# Class 10 flash memory necessary for a Canon Rebel T2i?



## Club105 (Feb 15, 2011)

Hi everyone,

I just got a Canon Rebel T2i as a gift and it's my first digital SLR camera. I needed to pick up some Flash memory, but since I'm off to Florida on Thursday, I didn't have time to do any homework. 

I went to Future Shop (like Best Buy) and was pursuaded to buy a "class 10" Panasonic 8GB card. The sales guy said it's the best bet for SLRs and for shooting HD video. 

My question to the forum is, is Class 10 flash memory necessary? Is a lower (and cheaper!) class ok to use? I'd rather save the money and get a lower class 16 GB card if it would be good enough. 

Thanks!


----------



## DisasterDan (Feb 16, 2011)

That was a good choice, but maybe not needed. Class 10 cards have a Higher write speed, so your pictures will go on the card faster. This helps taking video, as well as increasing your fps very slightly. You could of gotten a class 6 card but they will be slower.

"Canon specifically states that with anything less than a _Class 6_ memory card, you will see problems with video recording and playback."

"A Class 10 memory card which is above the Class 6 requirement for  shooting HD video. There have been reports that the T2i needs a class 10  card in order to record video without any hiccups. The manual states  that a class 6 card is required, but it may be a good idea to go ahead  and get the class 10 if you plan on recording lots of video."

I do realize this is mostly for video, about the only thing it helps for pictures is how fast it will write the pictures to the card, leading to a slightly higher fps. (To my understanding)

Read on this page, it should answer most questions.

Canon Rebel T2i Memory Card Advice


----------



## Biggs88 (Feb 16, 2011)

While I like to use Class 10's, I can get away with class 6's.

For your application, a class 10 would be the best option. That Rebel's buffer is slow from what I hear. So the quicker the images get off the buffer the better if your going to be doing a lot of fast shooting.

If your taking 2-3 shots at a time or just taking one shot at a time, the class ten is not needed.

I have learned tho it is better to just get the better epuipment. That way you do not grow out of it as quickly.


----------



## Novux (Feb 18, 2011)

I found a class 10 16GB on Amazon for a softer price than what you'd normally find at any photo retail or even big-box store. Check around, flash is dirt cheap no matter what class.


----------



## e.rose (Feb 18, 2011)

Biggs88 said:


> While I like to use Class 10's, I can get away with class 6's.
> 
> *For your application, a class 10 would be the best option. That Rebel's buffer is slow from what I hear. So the quicker the images get off the buffer the better if your going to be doing a lot of fast shooting.
> 
> ...


 
^^^^ Yep.
========================
What is being asked:
Copy word for word the part of the forum thread on memory cards for the Canon Rebel T2i that opens with the words containing "I went to Future" and closes with "be good enough.".

Entries supplied:
========================
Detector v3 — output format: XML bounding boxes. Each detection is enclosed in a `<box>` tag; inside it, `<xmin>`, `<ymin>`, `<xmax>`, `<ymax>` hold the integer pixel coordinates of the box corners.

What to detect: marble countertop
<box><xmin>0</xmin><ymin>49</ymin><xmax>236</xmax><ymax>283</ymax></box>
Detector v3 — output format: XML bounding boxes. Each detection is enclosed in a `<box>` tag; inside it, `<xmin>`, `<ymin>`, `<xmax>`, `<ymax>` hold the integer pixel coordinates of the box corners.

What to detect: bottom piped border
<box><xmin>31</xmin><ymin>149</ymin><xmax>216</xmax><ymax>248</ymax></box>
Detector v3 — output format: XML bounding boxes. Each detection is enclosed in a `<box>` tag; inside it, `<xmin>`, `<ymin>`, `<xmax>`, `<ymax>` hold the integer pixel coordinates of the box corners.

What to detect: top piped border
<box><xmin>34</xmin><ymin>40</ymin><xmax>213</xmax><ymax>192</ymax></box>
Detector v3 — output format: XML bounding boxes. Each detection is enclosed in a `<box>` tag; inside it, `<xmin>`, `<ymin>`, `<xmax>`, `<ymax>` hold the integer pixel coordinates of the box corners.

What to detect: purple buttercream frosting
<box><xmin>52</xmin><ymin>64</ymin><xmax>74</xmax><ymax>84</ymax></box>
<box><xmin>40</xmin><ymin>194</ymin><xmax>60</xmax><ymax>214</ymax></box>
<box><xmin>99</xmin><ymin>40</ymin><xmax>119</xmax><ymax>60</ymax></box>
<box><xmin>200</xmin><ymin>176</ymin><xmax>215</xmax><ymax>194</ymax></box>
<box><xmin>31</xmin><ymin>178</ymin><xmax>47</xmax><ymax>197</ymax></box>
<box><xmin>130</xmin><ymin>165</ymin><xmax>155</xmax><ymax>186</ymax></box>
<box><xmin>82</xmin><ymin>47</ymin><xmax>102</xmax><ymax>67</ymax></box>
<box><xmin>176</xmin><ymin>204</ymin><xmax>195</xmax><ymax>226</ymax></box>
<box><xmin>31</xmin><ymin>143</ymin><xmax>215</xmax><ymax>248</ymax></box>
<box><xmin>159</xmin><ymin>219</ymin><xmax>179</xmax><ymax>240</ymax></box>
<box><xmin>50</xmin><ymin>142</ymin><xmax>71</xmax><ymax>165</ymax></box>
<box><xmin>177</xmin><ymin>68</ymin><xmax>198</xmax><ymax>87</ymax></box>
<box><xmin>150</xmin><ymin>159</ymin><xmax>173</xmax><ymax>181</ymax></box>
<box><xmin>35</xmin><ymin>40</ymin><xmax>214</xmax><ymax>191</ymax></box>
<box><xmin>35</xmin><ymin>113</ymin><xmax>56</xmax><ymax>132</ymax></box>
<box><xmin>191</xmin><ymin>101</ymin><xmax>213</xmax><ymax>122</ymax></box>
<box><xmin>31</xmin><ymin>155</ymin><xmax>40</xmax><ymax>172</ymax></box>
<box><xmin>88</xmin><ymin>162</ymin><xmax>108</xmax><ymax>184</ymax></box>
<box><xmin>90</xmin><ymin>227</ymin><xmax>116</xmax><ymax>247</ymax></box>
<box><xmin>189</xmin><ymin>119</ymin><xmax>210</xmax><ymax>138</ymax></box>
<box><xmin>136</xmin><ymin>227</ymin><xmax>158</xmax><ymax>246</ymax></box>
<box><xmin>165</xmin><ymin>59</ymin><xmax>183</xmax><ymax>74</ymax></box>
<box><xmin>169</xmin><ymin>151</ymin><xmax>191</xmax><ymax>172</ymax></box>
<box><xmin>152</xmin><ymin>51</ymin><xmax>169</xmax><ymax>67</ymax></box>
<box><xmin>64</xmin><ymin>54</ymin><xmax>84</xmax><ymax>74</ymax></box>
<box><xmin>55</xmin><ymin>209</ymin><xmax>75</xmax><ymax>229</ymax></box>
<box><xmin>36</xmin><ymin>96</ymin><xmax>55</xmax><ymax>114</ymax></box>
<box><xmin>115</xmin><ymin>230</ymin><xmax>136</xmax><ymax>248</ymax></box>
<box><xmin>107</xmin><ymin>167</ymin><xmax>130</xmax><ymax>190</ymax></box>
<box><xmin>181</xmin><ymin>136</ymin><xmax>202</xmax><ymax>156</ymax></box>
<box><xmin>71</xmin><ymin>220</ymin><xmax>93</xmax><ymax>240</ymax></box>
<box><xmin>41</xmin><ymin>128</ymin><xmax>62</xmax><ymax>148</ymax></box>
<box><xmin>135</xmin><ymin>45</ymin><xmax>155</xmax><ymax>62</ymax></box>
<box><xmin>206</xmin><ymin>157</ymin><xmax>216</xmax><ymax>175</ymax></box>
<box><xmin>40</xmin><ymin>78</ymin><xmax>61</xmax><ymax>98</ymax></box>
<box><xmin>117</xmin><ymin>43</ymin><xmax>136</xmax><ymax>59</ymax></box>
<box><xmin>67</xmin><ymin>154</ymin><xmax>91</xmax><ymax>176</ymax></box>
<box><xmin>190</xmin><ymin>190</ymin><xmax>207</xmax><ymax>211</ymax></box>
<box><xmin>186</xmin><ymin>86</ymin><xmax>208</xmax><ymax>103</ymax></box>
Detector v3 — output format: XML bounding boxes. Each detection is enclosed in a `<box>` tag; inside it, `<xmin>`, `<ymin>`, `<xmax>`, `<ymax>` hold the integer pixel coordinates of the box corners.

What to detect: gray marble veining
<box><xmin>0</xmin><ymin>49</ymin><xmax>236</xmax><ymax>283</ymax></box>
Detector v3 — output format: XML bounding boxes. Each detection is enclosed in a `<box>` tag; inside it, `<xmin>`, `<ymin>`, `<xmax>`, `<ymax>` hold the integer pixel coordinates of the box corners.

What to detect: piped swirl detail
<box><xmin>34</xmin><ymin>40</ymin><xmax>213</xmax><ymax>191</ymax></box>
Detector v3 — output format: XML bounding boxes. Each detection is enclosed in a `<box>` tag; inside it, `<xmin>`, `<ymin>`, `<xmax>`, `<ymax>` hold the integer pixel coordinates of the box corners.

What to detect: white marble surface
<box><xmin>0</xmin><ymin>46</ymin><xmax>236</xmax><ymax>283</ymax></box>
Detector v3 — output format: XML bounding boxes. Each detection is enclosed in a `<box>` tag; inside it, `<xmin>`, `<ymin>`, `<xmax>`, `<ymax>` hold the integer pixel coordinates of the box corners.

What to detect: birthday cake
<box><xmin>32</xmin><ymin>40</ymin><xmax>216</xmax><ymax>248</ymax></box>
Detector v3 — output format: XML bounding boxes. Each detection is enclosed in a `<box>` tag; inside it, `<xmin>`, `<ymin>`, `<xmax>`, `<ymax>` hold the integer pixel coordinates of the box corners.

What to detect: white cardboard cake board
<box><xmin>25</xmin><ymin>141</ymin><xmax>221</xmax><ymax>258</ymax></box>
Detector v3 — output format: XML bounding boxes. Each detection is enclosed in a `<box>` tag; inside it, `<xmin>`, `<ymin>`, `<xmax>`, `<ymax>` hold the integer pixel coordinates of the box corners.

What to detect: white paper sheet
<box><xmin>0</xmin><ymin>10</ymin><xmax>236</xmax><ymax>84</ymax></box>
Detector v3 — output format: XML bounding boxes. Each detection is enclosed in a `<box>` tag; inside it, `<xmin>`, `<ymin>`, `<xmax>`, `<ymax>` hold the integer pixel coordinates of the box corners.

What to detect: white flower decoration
========================
The output:
I went to Future Shop (like Best Buy) and was pursuaded to buy a "class 10" Panasonic 8GB card. The sales guy said it's the best bet for SLRs and for shooting HD video. 

My question to the forum is, is Class 10 flash memory necessary? Is a lower (and cheaper!) class ok to use? I'd rather save the money and get a lower class 16 GB card if it would be good enough.